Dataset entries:

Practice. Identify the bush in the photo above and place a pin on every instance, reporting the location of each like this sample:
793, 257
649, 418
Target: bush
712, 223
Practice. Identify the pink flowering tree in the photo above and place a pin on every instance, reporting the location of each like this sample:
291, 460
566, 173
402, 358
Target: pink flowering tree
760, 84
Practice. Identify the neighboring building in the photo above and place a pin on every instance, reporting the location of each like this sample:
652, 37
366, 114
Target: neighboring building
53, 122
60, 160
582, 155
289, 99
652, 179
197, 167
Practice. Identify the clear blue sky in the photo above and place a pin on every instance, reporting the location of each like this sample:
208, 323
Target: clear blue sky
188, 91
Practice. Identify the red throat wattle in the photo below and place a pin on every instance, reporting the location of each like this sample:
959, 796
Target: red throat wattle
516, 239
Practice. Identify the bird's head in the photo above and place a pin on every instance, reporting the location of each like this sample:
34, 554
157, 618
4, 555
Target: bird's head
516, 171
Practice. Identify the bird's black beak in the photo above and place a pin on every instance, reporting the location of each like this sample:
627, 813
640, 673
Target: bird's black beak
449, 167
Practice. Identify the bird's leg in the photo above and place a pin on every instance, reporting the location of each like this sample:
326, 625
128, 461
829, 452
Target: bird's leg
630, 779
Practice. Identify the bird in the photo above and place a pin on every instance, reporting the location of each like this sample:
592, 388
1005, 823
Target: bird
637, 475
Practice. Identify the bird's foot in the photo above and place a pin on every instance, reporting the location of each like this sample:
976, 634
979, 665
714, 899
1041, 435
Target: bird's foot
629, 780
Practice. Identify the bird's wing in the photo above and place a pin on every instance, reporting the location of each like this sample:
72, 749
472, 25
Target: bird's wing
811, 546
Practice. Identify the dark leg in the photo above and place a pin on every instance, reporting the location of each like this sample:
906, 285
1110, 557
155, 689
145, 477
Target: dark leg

About this task: Every line in the data that holds the string "dark" should be copied.

Result of the exercise:
Practice. Identify the dark leg in the photo above and place a pin on every instance, reporting the location of each like this sample:
Target: dark leg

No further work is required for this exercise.